• What to produce: Continue the text about the 1909 silent film A Trap for Santa Claus from where it stops.

Play film; runtime 00:15:12.

A Trap for Santa Claus is a 1909 one-reel American silent drama film. A Biograph Company production, it was directed by D. W. Griffith and stars Henry B. Walthall, Marion Leonard, and Gladys Egan.

==Plot==
Arthur Rogers (Walthall) is an unemployed, drunkard husband and father who has no money for a Christmas celebration. A title describes the situation as "misery and want, the family's lot." Helen Rogers (Leonard), his wife, cries with their daughter over their poverty. Arthur leaves to go to the tavern. He asks the bartender (Sennett) to put an alcoholic drink on his tab, which he refuses. Two patrons buy drinks for Arthur and invite him to their table. He becomes intoxicated and returns home to a frightened wife and daughter (Egan). Arthur is described as "helpless, the father leaves the house of sorrow." He writes a letter: "Dear Helen, you will be better off without me. I leave for good. May God help you. Arthur." He slides the letter through the door, then leaves. Helen picks up the letter to read his words. Arthur returns to the bar, where he drinks to the point of unconsciousness. The bartender picks him up and throws him outside. Helen and her daughter leave the house to go to an employment agency, but are turned away. They return to the house to find the son (Tansey) ate their only food: a small loaf of bread. His arm is also in an unexplained sling.

• Recorded information:
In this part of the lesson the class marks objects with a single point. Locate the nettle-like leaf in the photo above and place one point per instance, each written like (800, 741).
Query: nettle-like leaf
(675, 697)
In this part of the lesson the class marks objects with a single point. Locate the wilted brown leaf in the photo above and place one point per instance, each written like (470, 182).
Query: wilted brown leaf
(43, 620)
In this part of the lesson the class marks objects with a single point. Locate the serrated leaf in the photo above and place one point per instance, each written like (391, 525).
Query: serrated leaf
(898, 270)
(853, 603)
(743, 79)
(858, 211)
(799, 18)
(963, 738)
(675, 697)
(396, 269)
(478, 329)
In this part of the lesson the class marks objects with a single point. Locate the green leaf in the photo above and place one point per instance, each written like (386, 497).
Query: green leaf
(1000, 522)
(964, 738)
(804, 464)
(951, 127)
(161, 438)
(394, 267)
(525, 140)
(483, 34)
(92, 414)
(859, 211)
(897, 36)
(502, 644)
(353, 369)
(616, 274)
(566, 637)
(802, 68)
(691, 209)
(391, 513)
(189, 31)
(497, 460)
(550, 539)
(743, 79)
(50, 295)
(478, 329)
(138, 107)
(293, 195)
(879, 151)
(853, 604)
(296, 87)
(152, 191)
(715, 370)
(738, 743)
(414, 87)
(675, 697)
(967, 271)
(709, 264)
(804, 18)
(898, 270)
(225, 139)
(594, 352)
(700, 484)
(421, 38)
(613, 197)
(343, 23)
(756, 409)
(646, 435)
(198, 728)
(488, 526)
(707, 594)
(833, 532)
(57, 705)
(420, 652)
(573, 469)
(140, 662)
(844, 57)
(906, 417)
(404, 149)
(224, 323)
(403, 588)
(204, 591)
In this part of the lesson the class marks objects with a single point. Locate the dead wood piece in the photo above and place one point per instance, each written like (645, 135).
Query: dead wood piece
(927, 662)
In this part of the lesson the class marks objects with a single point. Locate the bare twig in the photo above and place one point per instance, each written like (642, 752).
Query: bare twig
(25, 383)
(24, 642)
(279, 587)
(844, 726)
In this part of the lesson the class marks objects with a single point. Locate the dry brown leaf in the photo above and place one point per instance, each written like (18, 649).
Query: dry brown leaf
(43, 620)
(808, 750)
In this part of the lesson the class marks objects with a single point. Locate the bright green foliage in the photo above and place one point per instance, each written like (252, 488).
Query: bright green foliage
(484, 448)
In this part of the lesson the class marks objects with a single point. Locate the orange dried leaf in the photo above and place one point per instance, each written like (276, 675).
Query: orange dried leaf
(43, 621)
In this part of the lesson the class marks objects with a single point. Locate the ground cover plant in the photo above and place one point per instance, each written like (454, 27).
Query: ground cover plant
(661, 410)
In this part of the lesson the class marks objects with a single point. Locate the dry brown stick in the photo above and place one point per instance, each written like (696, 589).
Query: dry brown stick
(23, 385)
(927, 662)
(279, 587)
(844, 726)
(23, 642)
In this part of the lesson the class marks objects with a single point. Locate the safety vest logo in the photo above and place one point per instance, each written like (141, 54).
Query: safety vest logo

* * *

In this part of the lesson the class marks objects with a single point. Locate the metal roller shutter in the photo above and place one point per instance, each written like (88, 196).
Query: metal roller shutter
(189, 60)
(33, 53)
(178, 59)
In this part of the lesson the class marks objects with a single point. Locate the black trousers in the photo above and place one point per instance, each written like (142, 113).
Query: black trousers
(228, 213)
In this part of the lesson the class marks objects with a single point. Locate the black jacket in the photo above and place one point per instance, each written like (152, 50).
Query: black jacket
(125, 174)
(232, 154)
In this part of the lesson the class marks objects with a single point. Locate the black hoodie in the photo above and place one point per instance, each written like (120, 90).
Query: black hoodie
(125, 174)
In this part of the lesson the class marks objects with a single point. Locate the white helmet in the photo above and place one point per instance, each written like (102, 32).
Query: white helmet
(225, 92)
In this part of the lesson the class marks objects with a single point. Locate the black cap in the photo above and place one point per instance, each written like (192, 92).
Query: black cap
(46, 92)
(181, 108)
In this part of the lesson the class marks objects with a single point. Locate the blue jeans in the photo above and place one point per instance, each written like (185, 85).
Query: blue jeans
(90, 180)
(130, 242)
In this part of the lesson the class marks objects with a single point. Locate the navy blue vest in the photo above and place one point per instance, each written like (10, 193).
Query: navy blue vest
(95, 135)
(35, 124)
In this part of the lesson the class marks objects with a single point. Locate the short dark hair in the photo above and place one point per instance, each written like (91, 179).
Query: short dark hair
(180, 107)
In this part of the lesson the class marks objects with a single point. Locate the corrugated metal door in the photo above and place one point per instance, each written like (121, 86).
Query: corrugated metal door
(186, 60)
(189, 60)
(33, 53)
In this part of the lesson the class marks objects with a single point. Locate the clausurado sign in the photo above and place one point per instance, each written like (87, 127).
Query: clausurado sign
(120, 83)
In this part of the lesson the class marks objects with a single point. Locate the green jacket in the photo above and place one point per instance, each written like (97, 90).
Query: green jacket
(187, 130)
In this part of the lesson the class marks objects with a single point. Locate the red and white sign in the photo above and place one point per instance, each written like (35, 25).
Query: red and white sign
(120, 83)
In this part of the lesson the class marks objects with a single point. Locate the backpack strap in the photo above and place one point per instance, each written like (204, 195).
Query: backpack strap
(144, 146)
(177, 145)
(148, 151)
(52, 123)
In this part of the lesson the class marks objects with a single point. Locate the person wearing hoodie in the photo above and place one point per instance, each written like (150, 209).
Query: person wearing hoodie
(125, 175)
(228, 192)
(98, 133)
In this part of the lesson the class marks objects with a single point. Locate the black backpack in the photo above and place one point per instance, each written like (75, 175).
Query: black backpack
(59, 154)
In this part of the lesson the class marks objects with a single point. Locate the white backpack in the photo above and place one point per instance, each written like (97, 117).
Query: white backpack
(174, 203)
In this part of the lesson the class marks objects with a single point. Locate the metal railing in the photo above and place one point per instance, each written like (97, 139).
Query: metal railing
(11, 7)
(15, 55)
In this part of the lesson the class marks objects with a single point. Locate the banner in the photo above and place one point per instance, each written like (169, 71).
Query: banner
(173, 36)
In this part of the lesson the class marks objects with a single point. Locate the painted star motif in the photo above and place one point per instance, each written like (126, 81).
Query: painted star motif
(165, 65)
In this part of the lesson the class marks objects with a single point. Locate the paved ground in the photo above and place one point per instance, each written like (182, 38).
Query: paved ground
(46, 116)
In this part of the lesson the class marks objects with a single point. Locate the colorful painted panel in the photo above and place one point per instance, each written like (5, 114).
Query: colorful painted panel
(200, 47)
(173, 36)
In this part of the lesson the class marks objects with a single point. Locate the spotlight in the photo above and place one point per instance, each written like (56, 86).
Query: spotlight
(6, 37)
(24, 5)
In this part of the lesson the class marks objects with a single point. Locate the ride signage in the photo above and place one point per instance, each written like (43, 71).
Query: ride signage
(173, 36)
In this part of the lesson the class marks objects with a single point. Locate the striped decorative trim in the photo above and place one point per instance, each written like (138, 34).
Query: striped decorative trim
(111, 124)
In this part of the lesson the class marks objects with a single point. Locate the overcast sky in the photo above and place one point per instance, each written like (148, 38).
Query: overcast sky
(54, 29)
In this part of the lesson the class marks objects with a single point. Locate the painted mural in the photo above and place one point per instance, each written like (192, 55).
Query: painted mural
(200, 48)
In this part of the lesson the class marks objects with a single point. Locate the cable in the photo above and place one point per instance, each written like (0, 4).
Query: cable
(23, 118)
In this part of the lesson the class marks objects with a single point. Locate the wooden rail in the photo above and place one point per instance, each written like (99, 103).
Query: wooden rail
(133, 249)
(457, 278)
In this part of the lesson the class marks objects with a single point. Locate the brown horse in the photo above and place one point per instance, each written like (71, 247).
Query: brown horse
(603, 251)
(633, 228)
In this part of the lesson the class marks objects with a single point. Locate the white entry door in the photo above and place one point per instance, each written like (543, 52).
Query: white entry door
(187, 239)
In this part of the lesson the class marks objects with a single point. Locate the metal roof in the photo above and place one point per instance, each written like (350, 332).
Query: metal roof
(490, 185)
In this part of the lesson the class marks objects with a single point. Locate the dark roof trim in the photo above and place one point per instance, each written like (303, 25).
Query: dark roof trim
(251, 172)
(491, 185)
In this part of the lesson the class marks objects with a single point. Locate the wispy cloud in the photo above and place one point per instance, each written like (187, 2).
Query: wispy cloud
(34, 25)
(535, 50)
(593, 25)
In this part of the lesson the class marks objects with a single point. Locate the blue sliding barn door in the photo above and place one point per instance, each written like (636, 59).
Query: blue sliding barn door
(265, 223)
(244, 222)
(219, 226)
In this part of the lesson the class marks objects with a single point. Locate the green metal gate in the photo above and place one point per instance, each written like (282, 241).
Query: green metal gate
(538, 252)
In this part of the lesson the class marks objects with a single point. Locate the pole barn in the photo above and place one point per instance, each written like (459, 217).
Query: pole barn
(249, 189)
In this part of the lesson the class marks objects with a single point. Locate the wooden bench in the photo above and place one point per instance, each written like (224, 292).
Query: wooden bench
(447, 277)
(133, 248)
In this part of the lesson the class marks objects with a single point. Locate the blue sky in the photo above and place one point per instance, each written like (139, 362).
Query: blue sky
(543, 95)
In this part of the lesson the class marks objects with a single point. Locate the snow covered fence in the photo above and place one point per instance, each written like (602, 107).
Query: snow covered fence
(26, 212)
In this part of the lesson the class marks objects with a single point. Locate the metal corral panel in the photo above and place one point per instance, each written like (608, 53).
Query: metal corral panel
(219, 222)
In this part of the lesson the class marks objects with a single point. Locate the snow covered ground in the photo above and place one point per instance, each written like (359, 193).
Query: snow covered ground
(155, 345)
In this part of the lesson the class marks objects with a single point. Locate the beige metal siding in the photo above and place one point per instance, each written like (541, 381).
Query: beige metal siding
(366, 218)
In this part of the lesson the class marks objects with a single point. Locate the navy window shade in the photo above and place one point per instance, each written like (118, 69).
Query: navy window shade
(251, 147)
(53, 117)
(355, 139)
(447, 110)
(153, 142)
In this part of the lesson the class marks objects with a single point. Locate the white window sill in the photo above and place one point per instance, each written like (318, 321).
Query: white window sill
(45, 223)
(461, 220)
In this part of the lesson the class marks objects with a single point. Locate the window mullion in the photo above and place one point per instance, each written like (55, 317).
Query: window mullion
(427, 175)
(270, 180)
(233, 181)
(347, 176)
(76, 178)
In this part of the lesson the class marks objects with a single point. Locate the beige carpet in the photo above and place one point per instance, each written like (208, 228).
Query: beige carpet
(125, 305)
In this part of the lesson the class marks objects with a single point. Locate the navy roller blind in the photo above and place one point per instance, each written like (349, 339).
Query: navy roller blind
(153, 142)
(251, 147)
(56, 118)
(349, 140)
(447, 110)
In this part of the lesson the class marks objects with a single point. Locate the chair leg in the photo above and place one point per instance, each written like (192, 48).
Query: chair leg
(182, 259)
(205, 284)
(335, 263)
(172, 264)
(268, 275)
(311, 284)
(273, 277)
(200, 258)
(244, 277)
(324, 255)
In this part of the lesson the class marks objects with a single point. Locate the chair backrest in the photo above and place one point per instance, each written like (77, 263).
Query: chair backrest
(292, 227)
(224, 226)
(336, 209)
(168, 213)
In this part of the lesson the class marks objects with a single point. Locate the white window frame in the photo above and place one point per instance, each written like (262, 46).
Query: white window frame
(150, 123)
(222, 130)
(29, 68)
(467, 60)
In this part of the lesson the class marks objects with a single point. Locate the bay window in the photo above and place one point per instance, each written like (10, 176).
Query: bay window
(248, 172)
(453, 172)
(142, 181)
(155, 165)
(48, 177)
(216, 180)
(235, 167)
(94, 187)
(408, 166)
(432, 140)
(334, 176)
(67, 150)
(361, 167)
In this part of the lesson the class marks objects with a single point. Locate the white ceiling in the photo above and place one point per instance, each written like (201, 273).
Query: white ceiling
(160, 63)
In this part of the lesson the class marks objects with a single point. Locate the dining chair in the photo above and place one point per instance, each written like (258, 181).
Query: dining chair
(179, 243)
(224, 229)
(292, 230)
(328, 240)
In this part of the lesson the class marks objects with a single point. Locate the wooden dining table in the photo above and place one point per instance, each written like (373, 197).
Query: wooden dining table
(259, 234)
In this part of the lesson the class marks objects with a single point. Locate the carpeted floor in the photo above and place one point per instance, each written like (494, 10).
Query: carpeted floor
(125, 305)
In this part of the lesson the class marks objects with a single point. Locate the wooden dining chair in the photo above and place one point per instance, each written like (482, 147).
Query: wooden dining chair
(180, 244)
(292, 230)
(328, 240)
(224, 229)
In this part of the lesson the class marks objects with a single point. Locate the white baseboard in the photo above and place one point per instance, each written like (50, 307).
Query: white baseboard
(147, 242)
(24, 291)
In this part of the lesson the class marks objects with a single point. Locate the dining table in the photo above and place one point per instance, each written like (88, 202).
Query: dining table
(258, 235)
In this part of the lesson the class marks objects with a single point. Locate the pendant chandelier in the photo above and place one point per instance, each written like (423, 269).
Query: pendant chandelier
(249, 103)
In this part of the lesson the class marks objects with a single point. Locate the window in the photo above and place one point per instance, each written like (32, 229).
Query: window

• Response area:
An attorney stops at Helen's house to tell her of litigations that have cleared, and she is now the beneficiary of her late aunt's estate. She and the children are overjoyed. Helen is seen wearing a luxurious hat, as the attorneys direct her to her new home. It is furnished with lavish embellishments, but its only flaw is that it is without a chimney. On Christmas Eve, Helen tells the children that Santa Claus will come through the window. She drags the children to bed. They pray, and she kisses them and tucks them into bed. The children sneak out of bed to set a trap by the window. The purpose of the trap is unclear, but a logical conclusion is to make Santa trip and fall, causing a commotion, and thus witness him to prove his existence. Helen bought a Santa costume and happily considers dressing up to fool her children into believing that Santa is real. She is saddened to realize that the costume should be worn by a male, namely her husband. She is unaware that her husband now makes his living as a burglar. He sees the mansion and trespasses through the window, not knowing that it now belongs to his wife. Arthur is caught in the trap. Helen, catching her husband's attempted burglary against her and their children, is naturally shocked. And he is ashamed. Arthur begs for her to take him back, and she agrees after a long consideration. Arthur plays Santa Claus for his children.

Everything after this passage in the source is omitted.